[start]

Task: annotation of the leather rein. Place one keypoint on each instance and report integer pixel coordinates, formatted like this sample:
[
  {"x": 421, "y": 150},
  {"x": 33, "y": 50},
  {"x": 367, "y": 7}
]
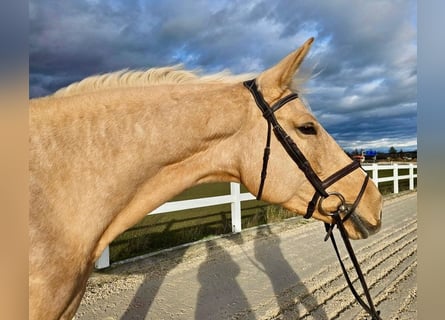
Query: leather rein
[{"x": 343, "y": 212}]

[end]

_YOUR TASK_: Please swap every "leather rein" in the items for "bridle strap" and write them out again with nothing else changed. Leave the pictures out.

_RESPONSE_:
Task: annotation of the bridle strap. Place one keypoint on each instance and report integer pixel coordinates, formatted like this sample:
[
  {"x": 421, "y": 150},
  {"x": 33, "y": 50},
  {"x": 367, "y": 7}
]
Query: bridle strap
[{"x": 343, "y": 212}]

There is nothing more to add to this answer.